● Excerto selecionado:
____________________

Próximo desafio é fazer máscaras com transparência descartáveis e de nível 2

Desde cedo começaram a surgir soluções um pouco por todo o mundo e Portugal não foi exceção, embora o processo até à elaboração de uma máscara social transparente certificada pelo CITEVE (Centro Tecnológico Têxtil e Vestuário), que respeite as recomendações da Direção-Geral da Saúde, tenha cerca de mês e meio. A Elastoni Confecções, através da marca Be Angel, foi desafiada pelo próprio CITEVE para criar uma máscara social transparente para fácil leitura labial e a sua produção em série está para breve. “Dentro de duas semanas contamos ter stock destas máscaras para começar a distribuir”, disse ao Expresso, Nuno Oliveira, responsável por este projeto da Be Angel.

“Para mim, foi uma surpresa perceber que estas máscaras podem servir mais de um milhão de pessoas em Portugal, uma vez que não estamos a falar apenas dos surdos, mas também de pessoas com dificuldades auditivas, como a minha mãe. Tinha um problema em casa e não sabia”.

Com um custo de mão de obra três vezes superior ao utilizado para as outras máscaras sociais reutilizáveis, Nuno Oliveira avisa que as novas máscaras adaptadas “serão mais caras”, até porque implicam a utilização de plástico e tecido em simultâneo. “Se as máscaras habituais têm um preço de fábrica de 2.80/3€, estas não ficarão em menos de 4,5/5€”, conclui, ressalvando que ainda se está a tentar otimizar recursos para fazer baixar o preço.

____________________

● Dados de indicação de regiões:

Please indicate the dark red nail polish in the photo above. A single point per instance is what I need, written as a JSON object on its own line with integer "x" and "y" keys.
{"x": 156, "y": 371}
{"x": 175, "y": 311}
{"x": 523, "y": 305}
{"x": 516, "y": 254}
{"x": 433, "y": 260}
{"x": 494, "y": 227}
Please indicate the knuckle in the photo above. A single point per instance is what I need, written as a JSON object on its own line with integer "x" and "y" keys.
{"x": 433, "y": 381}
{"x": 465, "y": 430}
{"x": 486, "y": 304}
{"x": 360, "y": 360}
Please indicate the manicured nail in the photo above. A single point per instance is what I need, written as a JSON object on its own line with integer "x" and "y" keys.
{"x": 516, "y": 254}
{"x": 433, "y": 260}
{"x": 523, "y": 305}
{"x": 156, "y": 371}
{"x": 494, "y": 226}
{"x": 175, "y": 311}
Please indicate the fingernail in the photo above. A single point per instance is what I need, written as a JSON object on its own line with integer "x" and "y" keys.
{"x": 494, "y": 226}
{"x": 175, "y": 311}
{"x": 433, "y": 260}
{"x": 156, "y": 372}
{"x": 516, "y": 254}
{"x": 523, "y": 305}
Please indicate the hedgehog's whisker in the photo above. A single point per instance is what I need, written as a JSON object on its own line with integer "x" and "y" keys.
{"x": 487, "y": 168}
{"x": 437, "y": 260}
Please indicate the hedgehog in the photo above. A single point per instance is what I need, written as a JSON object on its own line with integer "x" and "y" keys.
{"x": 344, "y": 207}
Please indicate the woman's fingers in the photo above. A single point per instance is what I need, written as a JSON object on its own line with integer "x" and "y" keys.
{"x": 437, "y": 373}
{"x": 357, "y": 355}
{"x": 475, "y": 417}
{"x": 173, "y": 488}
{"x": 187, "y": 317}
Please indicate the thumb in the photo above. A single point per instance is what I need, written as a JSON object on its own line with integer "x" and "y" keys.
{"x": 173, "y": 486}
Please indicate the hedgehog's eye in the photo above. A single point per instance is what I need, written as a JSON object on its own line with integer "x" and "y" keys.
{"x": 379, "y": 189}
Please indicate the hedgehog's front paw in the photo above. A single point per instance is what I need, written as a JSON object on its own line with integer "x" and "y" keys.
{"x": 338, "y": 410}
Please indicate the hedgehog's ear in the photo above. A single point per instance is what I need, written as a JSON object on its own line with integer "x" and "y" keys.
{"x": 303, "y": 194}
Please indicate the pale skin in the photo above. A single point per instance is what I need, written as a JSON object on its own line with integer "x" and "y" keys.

____________________

● O que fazer:
Prossiga o texto sobre as máscaras transparentes para leitura labial a partir da última frase.

● Resposta abaixo:
Ao Expresso, o diretor do CITEVE, Braz Costa, não só confirmou a certificação das máscaras que vão ser comercializadas pela Be Angel, como garantiu que “o método de avaliação é bastante diferente daquele que é usado para as máscaras sociais comuns, uma vez que tem uma parte de material impermeável, oferece segurança de filtração e respirabilidade, compatível com as máscaras sociais de nível 3”. Braz Costa encoraja agora esta e outras empresas a “apresentar soluções para este tipo de máscara que sejam descartáveis ou que respondam aos critérios de nível 2 para uso de profissionais com grande contacto com o público”.

Pormenor da máscara da Elastoni - Confeções lda, comercializada através da marca Be Angel
D.R.

A comercialização de máscaras para fácil leitura labial é uma notícia que agrada ao diretor do CED Jacob Rodrigues Pereira, que tem 70 alunos com idades de um aos 18 anos e mais de 30 adultos que estão a aprender a linguagem gestual. António Ferreira assume que enquanto não puder testar estas novas máscaras de tecido e plástico, vai apostar nas viseiras e no distanciamento social a partir de segunda-feira, dia em que as crianças da creche e os mais velhos regressam às aulas presenciais. “Vamos promover o uso da viseira da parte do docente, com distanciamento social, e os alunos vão estar de máscara e quando precisarem de comunicar vão ter de a tirar”.

Segundo a Organização Mundial de Saúde (OMS), há 466 milhões de pessoas que sofrem com problemas de audição e muitos dependem da leitura labial, a par com a língua gestual, para comunicar.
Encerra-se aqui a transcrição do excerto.